» **Tareas**
(a) Traduce al inglés esta oración del fragmento sobre Frankenstein: «Además, existen incontables adaptaciones del mito hechas de forma apócrifa en muchas ocasiones haciendo antes referencia a las adaptaciones cinematográficas que a la fuente literaria de la que beben.»
(b) Según el fragmento sobre Frankenstein, ¿quién dirigió la película Van Helsing?

» **Fragmento del texto**
____________________
Más adelante, y con el film que se analiza en esta entrada como potente canto
de cisne de la saga frankensteniana por parte de la Hammer Films, el mito de
Frankenstein iría resurgiendo muy esporádicamente y con resultados
tremendamente desiguales. La curiosa Flesh
for Frankestein, auspiciada por Andy Warhol y dirigida por Paul Morrisey y
Antonio Margheriti en el mismo 1973 en que Frankenstein
y el monstruo del infierno vería la luz, el blaxplotation Blackenstein, alguna aparición en las
irrisorias películas del luchador de lucha libre mexicana El Santo, o algunas
aportaciones por parte de Jacinto Molina/Paul Naschy, suponen algunas de las
muestras más destacables aunque no necesariamente buenas sobre el personaje y su
monstruo. Incluso un film con más pedigrí como es la muy posterior Frankenstein de Mary Shelley, dirigida y
protagonizada por Kenneth Brannagh como Frankenstein y Robert De Niro como la
Criatura, no acaba de alcanzar la pegada que Fisher logró casi cuarenta años
antes, pese a contener algunos instantes impresionantes y hacer gala de cierta
fidelidad al original literario, sin que ello implique -por mucho que la
publicidad del film se emperrara en ello en su día- que la película sea ni
mejor ni peor que si hubiese obviado por completo la novela de Mary Shelley.
Además, existen incontables adaptaciones del mito hechas de forma apócrifa en
muchas ocasiones haciendo antes referencia a las adaptaciones cinematográficas
que a la fuente literaria de la que beben. Allí están Eduardo Manostijeras como mayor y mejor muestra de las constantes
referencias a los films de James Whale (cuya figura y su relación con sus films
sobre Frankenstein motivaron el excelente film Dioses y monstruos) en parte de la filmografía de Tim Burton, el
divertido petardeo de The Rocky Horror
Picture Show o de forma mucho más desafortunada, la lamentable Van Helsing, soporífera película
dirigida por Stephen Sommers entre muchas, muchas otras muestras de la vigencia
de un mito que no cesa de reinventarse y que ha logrado sobreponerse a la
estética impuesta por el cine para convertirse prácticamente en un concepto.
[5]Algo que resulta bastante revelador si se tiene en cuenta lo mucho
que gustaba la Hammer de incluir escotadísimas mujeres hasta en los instantes
en que dichas prendas no podrían ser más incómodas. Ya sea para remarcar lo
mortecino del entorno descrito en Frankenstein
y el monstruo del infierno, en el que ni siquiera hay lugar para suaves
erotismos como válvula de escape ante tanta sordidez, o por la coherencia
narrativa que haría ridículo que una mujer se paseara ligera de ropa por un
mundo lleno de imprevisibles locos, este film de Fisher supone una extraña isla
de asexualidad dentro de una parte importante de su filmografía. O quizás es,
como decía Jesús Franco, porque definitivamente y con o sin escotes, la Hammer
hacía películas de horror para recatadas octogenarias inglesas.
____________________
» **Datos proporcionados**
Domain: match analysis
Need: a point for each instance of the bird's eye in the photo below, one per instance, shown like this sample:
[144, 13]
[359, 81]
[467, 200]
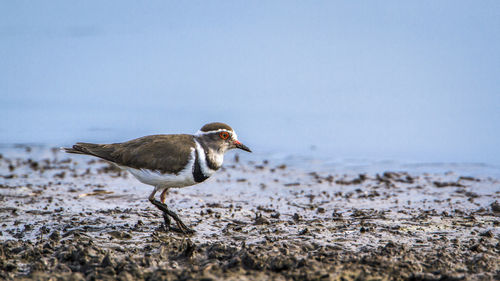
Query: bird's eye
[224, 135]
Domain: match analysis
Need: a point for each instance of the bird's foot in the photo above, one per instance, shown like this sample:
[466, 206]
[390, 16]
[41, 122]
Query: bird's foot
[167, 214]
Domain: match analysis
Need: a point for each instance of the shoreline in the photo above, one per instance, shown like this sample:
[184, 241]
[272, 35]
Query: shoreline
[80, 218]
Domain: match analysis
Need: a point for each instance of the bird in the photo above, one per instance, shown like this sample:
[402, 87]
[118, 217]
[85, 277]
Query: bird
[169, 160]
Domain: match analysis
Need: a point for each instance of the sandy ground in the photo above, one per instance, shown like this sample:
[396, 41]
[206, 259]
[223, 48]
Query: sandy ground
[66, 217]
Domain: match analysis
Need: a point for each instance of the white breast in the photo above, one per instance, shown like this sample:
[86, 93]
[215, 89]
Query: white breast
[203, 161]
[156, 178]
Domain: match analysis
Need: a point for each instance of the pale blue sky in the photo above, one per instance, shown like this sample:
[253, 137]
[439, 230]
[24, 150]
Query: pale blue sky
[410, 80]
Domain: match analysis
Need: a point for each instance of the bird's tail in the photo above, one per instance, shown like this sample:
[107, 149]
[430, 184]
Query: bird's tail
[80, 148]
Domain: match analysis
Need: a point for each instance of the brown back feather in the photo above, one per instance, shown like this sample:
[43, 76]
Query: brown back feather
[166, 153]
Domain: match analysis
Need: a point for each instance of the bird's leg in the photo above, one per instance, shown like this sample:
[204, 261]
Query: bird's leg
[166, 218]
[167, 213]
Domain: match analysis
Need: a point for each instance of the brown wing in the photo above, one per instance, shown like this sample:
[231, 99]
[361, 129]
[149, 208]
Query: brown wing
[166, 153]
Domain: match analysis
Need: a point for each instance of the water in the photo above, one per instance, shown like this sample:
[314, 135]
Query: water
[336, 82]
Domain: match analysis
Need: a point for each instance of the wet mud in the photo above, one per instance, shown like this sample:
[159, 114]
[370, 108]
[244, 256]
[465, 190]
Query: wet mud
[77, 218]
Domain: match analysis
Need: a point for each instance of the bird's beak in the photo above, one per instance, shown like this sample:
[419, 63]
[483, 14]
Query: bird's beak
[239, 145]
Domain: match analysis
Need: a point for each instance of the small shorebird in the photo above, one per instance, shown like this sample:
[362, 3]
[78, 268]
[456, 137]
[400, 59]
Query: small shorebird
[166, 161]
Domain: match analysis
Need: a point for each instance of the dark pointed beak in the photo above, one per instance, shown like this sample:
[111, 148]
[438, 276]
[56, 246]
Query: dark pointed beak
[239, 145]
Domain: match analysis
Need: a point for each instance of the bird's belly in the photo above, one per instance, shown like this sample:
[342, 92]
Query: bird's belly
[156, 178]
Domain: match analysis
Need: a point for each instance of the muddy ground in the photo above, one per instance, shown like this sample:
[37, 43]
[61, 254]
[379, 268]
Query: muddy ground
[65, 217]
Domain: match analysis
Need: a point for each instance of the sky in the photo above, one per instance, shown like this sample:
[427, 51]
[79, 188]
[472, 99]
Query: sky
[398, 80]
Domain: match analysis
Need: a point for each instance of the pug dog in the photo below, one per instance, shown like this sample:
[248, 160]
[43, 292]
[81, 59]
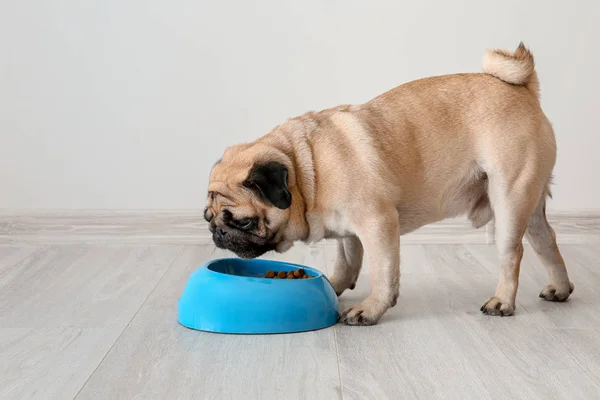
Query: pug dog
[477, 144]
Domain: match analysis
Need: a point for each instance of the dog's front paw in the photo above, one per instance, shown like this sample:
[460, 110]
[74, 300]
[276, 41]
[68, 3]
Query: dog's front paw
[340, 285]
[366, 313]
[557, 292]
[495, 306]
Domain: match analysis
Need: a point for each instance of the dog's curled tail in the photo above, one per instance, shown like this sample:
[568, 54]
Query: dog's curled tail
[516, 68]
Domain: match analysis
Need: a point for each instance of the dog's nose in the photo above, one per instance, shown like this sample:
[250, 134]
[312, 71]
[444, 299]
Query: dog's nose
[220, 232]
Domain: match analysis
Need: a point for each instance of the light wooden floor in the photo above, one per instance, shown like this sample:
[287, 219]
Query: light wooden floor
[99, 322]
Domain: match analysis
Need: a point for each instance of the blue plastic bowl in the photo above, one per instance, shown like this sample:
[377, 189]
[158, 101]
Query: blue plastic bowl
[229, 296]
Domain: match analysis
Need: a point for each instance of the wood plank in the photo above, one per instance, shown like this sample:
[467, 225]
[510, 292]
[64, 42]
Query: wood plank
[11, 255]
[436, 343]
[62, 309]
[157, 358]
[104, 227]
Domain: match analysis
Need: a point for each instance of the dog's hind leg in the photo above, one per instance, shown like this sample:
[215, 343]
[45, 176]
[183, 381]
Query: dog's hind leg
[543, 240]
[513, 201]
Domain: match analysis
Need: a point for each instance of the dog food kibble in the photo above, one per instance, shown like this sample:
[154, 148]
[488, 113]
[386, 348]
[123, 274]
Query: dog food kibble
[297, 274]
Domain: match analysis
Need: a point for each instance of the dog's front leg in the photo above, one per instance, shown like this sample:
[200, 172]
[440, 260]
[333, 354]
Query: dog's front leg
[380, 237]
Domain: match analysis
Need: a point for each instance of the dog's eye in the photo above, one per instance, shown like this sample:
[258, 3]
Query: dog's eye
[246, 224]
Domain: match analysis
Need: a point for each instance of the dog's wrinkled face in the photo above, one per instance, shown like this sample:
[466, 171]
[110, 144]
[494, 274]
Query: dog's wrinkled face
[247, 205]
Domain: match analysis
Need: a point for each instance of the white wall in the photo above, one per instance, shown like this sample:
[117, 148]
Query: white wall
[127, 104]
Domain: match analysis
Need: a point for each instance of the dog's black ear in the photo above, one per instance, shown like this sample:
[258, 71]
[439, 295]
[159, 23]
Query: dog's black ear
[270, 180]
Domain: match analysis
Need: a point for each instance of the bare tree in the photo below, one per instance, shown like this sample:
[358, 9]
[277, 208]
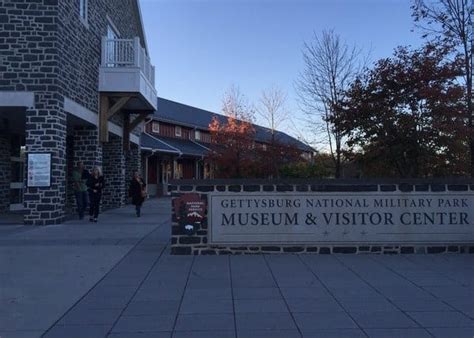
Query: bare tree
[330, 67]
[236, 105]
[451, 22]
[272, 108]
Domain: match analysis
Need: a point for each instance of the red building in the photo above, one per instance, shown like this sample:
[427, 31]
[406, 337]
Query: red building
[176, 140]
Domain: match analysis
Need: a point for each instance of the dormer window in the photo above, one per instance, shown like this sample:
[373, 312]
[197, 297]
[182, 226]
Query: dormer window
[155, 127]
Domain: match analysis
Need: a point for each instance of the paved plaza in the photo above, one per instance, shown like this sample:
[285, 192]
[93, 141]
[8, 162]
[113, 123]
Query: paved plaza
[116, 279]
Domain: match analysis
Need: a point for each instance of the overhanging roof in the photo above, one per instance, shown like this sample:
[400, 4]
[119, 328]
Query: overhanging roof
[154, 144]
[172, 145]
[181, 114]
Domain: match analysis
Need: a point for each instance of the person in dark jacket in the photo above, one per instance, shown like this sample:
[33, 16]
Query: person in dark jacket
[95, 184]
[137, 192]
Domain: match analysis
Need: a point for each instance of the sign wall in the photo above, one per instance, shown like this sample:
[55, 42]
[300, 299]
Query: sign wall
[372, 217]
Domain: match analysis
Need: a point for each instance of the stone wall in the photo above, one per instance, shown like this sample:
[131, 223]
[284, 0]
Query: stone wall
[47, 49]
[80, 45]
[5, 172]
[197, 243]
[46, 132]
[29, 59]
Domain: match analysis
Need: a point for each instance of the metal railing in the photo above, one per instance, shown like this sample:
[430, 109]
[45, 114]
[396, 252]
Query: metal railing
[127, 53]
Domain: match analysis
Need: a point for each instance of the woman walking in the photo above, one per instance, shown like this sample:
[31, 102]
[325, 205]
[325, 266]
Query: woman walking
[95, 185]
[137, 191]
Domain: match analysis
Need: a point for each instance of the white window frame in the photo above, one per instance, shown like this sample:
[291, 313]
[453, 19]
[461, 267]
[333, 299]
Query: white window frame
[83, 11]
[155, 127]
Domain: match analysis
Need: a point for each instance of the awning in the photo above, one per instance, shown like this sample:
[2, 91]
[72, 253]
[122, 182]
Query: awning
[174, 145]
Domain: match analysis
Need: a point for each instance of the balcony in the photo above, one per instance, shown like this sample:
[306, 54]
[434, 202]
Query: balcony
____________________
» **Respuestas por tarea**
(a) Furthermore, there are countless adaptations of the myth, made apocryphally, that on many occasions refer to the film adaptations rather than to the literary source they draw from.

(b) Stephen Sommers.